* **Extract provided**

★ ★ ★ ★ ★ ★ ★

Week 3 Rehab Instructions: Compensation & Personal Training

In Week 3, we discuss the importance of physical compensation. You now are a personal trainer for your dog. We also show you how to do Sit-to-Stand exercise with your dog. If you haven’t done so yet, we would recommend joining our Facebook Group. It is a great place to interact with other dog owners who are going through the same.

Weekly Rehab Instructions:

Physical Compensation

It is important to understand that because your dog has not been fully using their surgically-repaired leg for some time, they are having to compensate in other areas of their body in order to function. The rule of thumb is that a dog carries 60% of their weight on the front legs and 40% on their back legs. Therefore, if your dog is only just toe-touching on one hind leg, then all of the weight it should be carrying is being displaced elsewhere. Some weight goes onto the front legs and some goes to the other hind leg. A lot of compensation is also absorbed by the spine.

This is why establishing a comprehensive total body approach to your therapy is one of the keys to success. Remember: The goal is to heal the “bad” leg and prevent injury to all the “good” legs.

Be a Personal Trainer

You really need to think of yourself as a personal trainer to your dog. What exactly do I mean by this?

A personal trainer:

  1. Has a plan
  2. Guides you
  3. Pushes you when you don’t want to push forward
  4. Has expectations
  5. Knows what is the best for you and how to accomplish your goals.

The same holds true for you and your dog. Just stop and think about it.

Sit-to-Stand Exercise = SQUATS

If understood and used properly, this exercise can be your most powerful exercise to rebuilding muscle in that hind leg and improve overall range of motion in your dog’s joints. Again, it goes back to you acting as a personal trainer. Compare this exercise to doing squats and lunges in the gym. The key is that you need to perfect your “form.” If you don’t have good form, the exercise is not nearly as effective. With that being said, it is going to take you time to accomplish “good form”. “Good form” is when your dog is sitting square, not shifted to one side. The key is to perfecting Half Sits, if you will. This is when you do not allow your dog to sit all way down. You tell them to sit and then quickly tell them to stand.

Don’t get frustrated if this takes some time to master.

★ ★ ★ ★ ★ ★ ★

* **Tasks to complete**
**A)** According to the Week 3 rehab instructions, what does a personal trainer do? List each item.
**B)** Can you restate word for word the passage of the Week 3 rehab instructions that begins at the words "The same holds" and stops after "them to stand."?

(Point localization rows)
★ ★ ★ ★ ★ ★ ★

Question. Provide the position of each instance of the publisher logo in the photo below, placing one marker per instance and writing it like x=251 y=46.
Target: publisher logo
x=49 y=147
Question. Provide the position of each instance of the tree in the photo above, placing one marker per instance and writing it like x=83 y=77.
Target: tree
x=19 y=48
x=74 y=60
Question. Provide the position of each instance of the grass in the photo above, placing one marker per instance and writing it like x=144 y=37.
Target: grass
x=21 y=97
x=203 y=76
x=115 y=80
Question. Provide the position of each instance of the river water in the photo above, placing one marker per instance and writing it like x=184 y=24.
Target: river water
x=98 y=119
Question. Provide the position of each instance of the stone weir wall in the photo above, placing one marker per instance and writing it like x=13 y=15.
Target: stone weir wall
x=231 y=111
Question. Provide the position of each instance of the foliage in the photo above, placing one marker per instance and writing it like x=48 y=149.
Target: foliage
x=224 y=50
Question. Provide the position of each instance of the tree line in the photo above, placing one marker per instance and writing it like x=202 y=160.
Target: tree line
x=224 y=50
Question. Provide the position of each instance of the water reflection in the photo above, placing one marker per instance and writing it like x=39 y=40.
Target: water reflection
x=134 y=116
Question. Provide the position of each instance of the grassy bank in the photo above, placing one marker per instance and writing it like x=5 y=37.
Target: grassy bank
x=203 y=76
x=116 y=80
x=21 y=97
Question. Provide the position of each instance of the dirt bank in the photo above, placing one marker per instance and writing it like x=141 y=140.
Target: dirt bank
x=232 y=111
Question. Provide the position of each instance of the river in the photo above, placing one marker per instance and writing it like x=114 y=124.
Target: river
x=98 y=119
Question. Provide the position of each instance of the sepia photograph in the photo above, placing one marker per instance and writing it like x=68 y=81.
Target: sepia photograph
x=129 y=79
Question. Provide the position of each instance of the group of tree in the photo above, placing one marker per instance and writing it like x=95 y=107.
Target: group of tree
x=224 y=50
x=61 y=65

★ ★ ★ ★ ★ ★ ★

* **Results of the exercise**
**A)**
- Has a plan
- Guides you
- Pushes you when you don’t want to push forward
- Has expectations
- Knows what is the best for you and how to accomplish your goals.

**B)**
The same holds true for you and your dog. Just stop and think about it.

Sit-to-Stand Exercise = SQUATS

If understood and used properly, this exercise can be your most powerful exercise to rebuilding muscle in that hind leg and improve overall range of motion in your dog’s joints. Again, it goes back to you acting as a personal trainer. Compare this exercise to doing squats and lunges in the gym. The key is that you need to perfect your “form.” If you don’t have good form, the exercise is not nearly as effective. With that being said, it is going to take you time to accomplish “good form”. “Good form” is when your dog is sitting square, not shifted to one side. The key is to perfecting Half Sits, if you will. This is when you do not allow your dog to sit all way down. You tell them to sit and then quickly tell them to stand.